**Do this:**
Your task is to return, word for word, only the lines from the line with "TARGET: duckling tail" through the close of the data. Exclude all pictures.

**Data in this exercise:**
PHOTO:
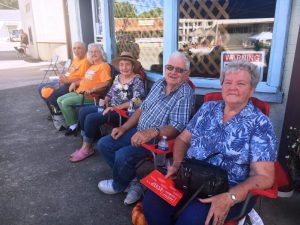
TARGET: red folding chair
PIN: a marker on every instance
(281, 180)
(281, 177)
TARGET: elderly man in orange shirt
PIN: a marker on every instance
(76, 72)
(97, 78)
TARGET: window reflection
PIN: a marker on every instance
(139, 29)
(206, 28)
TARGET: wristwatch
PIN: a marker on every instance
(157, 131)
(232, 197)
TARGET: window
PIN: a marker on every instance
(228, 25)
(202, 29)
(98, 21)
(139, 29)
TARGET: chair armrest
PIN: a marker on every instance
(121, 112)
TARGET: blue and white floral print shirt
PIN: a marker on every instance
(247, 137)
(121, 93)
(174, 109)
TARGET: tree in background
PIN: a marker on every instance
(9, 4)
(124, 10)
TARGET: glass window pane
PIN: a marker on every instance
(208, 27)
(98, 22)
(139, 29)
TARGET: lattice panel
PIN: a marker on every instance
(140, 33)
(213, 36)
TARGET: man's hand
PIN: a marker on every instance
(220, 205)
(171, 173)
(142, 137)
(117, 132)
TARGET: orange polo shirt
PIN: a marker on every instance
(94, 76)
(78, 68)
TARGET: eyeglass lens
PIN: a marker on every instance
(177, 69)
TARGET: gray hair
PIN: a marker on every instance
(238, 65)
(100, 48)
(182, 56)
(80, 43)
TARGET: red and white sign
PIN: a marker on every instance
(163, 187)
(255, 57)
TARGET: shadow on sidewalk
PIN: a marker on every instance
(39, 186)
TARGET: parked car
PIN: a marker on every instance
(14, 35)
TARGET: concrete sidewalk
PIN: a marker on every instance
(38, 184)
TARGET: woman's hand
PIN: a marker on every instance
(107, 110)
(117, 132)
(63, 79)
(142, 137)
(72, 87)
(220, 205)
(88, 92)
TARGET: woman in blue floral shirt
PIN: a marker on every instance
(245, 140)
(127, 87)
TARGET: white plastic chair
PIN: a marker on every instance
(63, 71)
(52, 68)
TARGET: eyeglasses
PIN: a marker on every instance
(177, 69)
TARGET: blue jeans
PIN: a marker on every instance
(157, 211)
(122, 157)
(91, 120)
(62, 90)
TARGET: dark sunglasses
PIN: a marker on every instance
(177, 69)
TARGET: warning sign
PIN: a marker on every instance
(255, 57)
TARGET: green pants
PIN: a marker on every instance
(67, 104)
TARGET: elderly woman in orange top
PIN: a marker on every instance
(76, 72)
(97, 78)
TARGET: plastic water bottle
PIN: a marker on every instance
(163, 144)
(130, 109)
(100, 108)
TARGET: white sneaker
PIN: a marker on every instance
(106, 187)
(135, 192)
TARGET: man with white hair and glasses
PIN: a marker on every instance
(165, 112)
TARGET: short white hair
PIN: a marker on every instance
(238, 65)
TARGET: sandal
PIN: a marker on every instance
(80, 155)
(77, 150)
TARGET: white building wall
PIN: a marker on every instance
(74, 18)
(46, 20)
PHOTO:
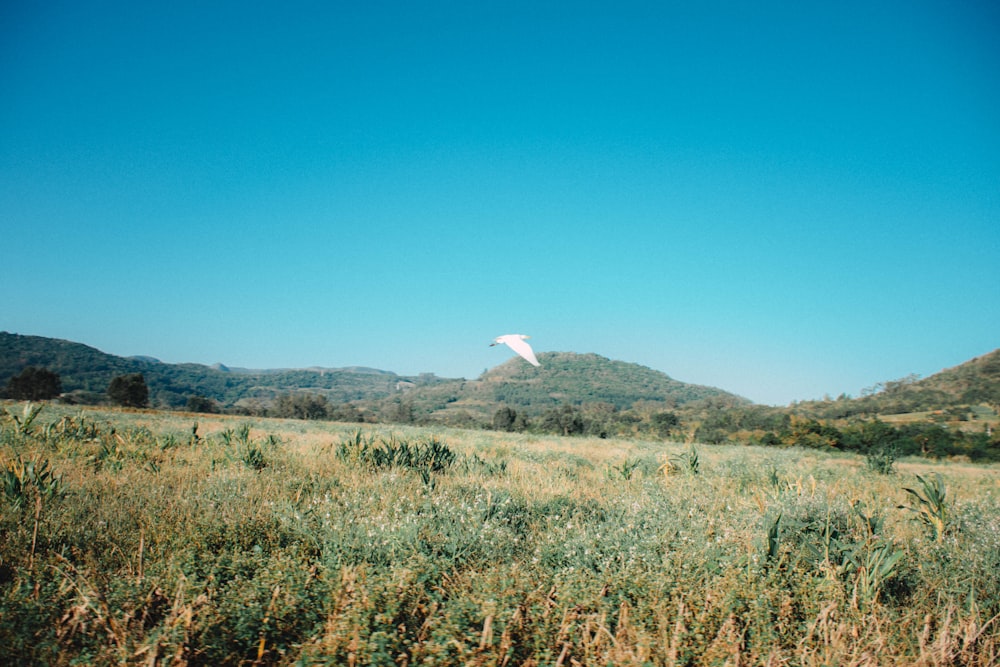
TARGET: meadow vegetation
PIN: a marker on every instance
(155, 538)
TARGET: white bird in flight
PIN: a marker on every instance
(516, 343)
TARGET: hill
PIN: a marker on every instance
(86, 372)
(973, 383)
(564, 378)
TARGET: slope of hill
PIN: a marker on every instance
(564, 378)
(86, 373)
(975, 382)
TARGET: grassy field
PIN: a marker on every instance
(163, 538)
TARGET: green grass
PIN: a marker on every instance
(144, 538)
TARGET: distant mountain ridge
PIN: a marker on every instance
(566, 378)
(86, 372)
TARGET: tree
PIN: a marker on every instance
(504, 419)
(665, 422)
(302, 405)
(129, 391)
(564, 420)
(201, 404)
(34, 384)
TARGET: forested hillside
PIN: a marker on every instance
(86, 373)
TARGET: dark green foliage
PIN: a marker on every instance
(201, 404)
(882, 459)
(302, 405)
(564, 420)
(378, 452)
(504, 419)
(34, 384)
(129, 391)
(665, 423)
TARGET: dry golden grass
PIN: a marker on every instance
(161, 548)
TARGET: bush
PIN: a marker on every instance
(129, 391)
(34, 384)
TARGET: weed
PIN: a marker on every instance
(24, 480)
(929, 505)
(882, 460)
(625, 470)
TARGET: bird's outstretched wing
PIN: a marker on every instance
(516, 343)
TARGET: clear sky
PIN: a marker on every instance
(783, 200)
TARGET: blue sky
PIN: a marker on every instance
(782, 201)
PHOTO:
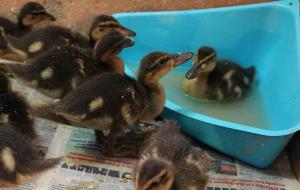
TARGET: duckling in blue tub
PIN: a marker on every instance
(212, 80)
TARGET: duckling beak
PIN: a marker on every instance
(49, 16)
(181, 58)
(192, 73)
(128, 42)
(126, 31)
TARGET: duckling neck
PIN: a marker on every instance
(156, 95)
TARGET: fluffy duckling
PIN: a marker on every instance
(104, 24)
(169, 162)
(31, 14)
(14, 110)
(209, 79)
(20, 162)
(113, 101)
(43, 40)
(59, 71)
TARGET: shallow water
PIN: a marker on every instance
(248, 111)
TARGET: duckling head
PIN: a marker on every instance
(107, 50)
(5, 85)
(154, 174)
(104, 24)
(157, 64)
(204, 61)
(33, 13)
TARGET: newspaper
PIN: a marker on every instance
(85, 168)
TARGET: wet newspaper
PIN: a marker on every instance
(85, 168)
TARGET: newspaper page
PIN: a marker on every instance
(85, 168)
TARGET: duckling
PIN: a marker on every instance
(14, 110)
(104, 24)
(209, 79)
(113, 101)
(169, 162)
(60, 70)
(20, 163)
(31, 14)
(43, 40)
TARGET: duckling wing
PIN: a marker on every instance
(9, 27)
(44, 39)
(19, 161)
(109, 94)
(59, 70)
(17, 111)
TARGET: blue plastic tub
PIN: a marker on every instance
(257, 128)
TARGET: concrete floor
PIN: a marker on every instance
(79, 13)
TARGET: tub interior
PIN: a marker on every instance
(263, 36)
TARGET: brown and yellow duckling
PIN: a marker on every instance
(60, 70)
(43, 40)
(31, 14)
(14, 110)
(20, 163)
(113, 101)
(169, 162)
(209, 79)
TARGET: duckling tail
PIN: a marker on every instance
(250, 72)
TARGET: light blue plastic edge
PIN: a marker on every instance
(294, 9)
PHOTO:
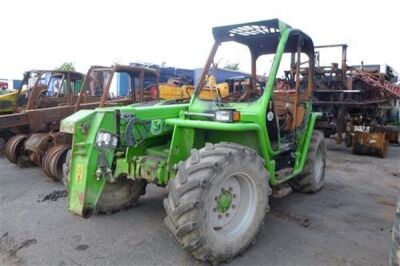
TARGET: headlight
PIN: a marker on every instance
(227, 116)
(106, 140)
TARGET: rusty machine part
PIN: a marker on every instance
(357, 98)
(53, 160)
(36, 145)
(94, 92)
(370, 143)
(15, 147)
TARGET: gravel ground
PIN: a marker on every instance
(349, 222)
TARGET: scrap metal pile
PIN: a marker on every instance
(360, 104)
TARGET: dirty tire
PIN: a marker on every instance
(4, 137)
(395, 254)
(191, 201)
(313, 176)
(115, 196)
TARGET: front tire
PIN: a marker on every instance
(217, 201)
(312, 178)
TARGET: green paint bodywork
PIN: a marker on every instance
(165, 135)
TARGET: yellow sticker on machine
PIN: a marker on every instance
(79, 173)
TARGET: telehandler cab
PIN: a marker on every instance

**Solved exercise:**
TARGET: duckling tail
PIN: a marker on every instance
(250, 72)
TARGET: light blue plastic edge
PIN: a marker on every instance
(294, 9)
PHOTO:
TARGET: headlight
PIN: a marker on every instance
(227, 116)
(106, 140)
TARGET: rusty machine part
PIN: a marker on every instance
(357, 98)
(53, 160)
(36, 145)
(94, 92)
(370, 143)
(15, 147)
TARGET: gravel ground
PIN: a marker on every instance
(349, 222)
TARGET: scrap metal pile
PIN: a marker on every instance
(360, 104)
TARGET: dirty tire
PIN: a marker on every instance
(4, 137)
(395, 254)
(191, 201)
(313, 176)
(115, 196)
TARGET: front tire
PIN: a marker on every instance
(217, 201)
(312, 178)
TARGET: green paint bodywork
PIN: a marker on every instance
(165, 135)
TARGET: yellow sticker on machine
PIN: a marker on every instance
(79, 173)
TARGET: telehandler cab
PIN: a marker on every instance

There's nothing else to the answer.